In fact, the bill actually provides tax credits to soften the blow of proceeding with a foreclosure. The lenders are now encouraged to keep foreclosing on houses, while Congress allows them tax cuts to make this more attractive. All the while, the banks claim they need more bailouts and the Fed needs more power to offer bailouts.

This line of thinking, rewarding those with money with the houses of the poor and middle class, reflects the popular thinking among the rich, which they have tricked the general public into believing that these policies are for the common good. To see through the deception, though, look no further than how Congress has done absolutely nothing to help any single homeowner in foreclosure.

But the banks get hundreds of billions of dollars from the Fed in below-market interest rate loans, and they can exchange defaulting mortgage debt for not-yet-defaulted US Treasury Securities. This is then defended as necessary to prevent the banking system, which has preyed upon the public for decades, from collapsing.

================================

Problem 1: In the passage on foreclosures and bank bailouts, condense the paragraph beginning "But the banks get hundreds of billions" into a shorter version that keeps its main facts.
Problem 2: Copy everything in the foreclosure passage from "This line of" down to "decades, from collapsing.", without changing a word.
Problem 3: Pick up the passage on foreclosures and bank bailouts after its final sentence and keep writing it.
The material that follows has nothing to do with the passage on foreclosures and bank bailouts.

================================

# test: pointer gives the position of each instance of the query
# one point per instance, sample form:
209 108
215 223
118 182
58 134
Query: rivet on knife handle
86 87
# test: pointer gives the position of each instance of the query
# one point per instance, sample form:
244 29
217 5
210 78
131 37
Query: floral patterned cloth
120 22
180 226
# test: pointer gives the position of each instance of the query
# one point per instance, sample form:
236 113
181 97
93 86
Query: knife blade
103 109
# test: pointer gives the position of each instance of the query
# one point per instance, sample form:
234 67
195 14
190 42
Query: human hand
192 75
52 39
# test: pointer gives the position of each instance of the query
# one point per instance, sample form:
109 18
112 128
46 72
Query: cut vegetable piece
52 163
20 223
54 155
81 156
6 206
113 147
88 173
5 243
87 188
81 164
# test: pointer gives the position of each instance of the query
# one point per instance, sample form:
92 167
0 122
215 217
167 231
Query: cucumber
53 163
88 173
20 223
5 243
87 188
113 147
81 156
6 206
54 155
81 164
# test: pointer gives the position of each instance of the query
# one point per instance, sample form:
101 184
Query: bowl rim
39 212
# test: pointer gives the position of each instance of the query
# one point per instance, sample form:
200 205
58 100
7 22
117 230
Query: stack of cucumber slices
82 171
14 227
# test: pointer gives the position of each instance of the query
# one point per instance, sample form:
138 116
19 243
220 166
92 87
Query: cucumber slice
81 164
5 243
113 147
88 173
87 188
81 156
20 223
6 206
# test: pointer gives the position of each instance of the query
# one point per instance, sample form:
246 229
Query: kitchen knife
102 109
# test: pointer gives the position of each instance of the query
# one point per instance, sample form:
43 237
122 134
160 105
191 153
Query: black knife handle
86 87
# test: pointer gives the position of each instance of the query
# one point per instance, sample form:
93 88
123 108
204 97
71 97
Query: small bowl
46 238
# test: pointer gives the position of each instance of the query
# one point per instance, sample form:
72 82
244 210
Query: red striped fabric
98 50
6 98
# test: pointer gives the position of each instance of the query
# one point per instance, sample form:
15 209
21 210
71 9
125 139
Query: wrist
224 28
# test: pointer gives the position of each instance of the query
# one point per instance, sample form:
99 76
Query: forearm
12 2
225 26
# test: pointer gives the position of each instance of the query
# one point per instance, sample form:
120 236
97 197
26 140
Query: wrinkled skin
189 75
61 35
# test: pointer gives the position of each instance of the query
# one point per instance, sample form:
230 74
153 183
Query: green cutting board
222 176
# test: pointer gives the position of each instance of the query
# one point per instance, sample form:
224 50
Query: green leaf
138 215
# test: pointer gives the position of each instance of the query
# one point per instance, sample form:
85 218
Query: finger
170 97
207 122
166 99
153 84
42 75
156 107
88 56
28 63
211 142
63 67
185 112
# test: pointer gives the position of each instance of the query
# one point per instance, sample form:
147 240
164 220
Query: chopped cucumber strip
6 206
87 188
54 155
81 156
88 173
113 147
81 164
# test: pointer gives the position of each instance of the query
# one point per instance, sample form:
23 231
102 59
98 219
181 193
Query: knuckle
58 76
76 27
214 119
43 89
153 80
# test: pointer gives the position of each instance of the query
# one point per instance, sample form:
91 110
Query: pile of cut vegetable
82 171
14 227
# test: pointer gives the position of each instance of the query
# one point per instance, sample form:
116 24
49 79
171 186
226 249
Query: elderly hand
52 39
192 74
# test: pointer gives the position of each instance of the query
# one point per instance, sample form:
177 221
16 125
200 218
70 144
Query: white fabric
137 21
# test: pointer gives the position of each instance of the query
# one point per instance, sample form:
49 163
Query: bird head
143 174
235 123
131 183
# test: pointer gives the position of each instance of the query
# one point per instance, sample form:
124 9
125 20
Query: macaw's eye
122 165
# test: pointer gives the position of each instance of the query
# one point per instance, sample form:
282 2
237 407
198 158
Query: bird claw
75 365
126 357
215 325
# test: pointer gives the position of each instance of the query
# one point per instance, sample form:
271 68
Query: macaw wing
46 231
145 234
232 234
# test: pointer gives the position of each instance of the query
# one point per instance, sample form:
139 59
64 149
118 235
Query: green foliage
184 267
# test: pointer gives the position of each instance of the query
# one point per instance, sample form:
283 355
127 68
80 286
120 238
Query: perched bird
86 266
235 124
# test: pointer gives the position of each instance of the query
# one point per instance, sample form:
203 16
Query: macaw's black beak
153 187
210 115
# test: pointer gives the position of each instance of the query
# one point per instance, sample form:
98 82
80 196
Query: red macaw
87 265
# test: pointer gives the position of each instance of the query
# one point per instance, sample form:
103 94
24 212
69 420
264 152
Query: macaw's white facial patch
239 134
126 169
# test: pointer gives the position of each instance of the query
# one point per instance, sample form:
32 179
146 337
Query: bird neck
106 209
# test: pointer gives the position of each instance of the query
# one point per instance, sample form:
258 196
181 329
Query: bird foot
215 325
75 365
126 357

================================

Task response 1: The Fed gives banks hundreds of billions of dollars in below-market loans and lets them swap defaulting mortgage debt for US Treasury Securities that have not defaulted. This is defended as needed to keep the banking system, which has preyed on the public for decades, from collapsing.

Task response 2:
This line of thinking, rewarding those with money with the houses of the poor and middle class, reflects the popular thinking among the rich, which they have tricked the general public into believing that these policies are for the common good. To see through the deception, though, look no further than how Congress has done absolutely nothing to help any single homeowner in foreclosure.

But the banks get hundreds of billions of dollars from the Fed in below-market interest rate loans, and they can exchange defaulting mortgage debt for not-yet-defaulted US Treasury Securities. This is then defended as necessary to prevent the banking system, which has preyed upon the public for decades, from collapsing.

Task response 3:
And banks and homebuilders now get tax credits to lessen the cost of foreclosing on homeowners. The new owners of America are the very same corporations that created the unsustainable suburbs and locked people into homes with large mortgages they can no longer afford.

The general public is getting stuck with these defaulting mortgage loans so banks can ignore the toxic debt and continue operating without having to work with homeowners to stop foreclosure. They have taken the policy of just ignoring the problem and hiding their bad loans at the Fed until the issue is no longer interesting to the media.

And of course, the media is proclaiming that the recession, which was not coming, and was not strong enough to be considered a recession, is now over. The Fed and the government stepped in to correct the problem, and rising food and energy costs and increasing foreclosure rates are not symptoms of problems in the economy.

Did people really elect their government officials to make it easier for banks to steal their homes? Probably not, but that is exactly what is happening now in the gifts given to the banking system.

Americans are being forced to pay through inflation for bailouts to the very same mortgage companies that are pushing them into foreclosure. And all Congress can come up with is voluntary plans for banks to maybe participate in to maybe offer solutions to homeowners behind on their housing payments. We have to keep the banking system afloat, but banks do not have to help anyone suffering from their policies of inflation and credit creation.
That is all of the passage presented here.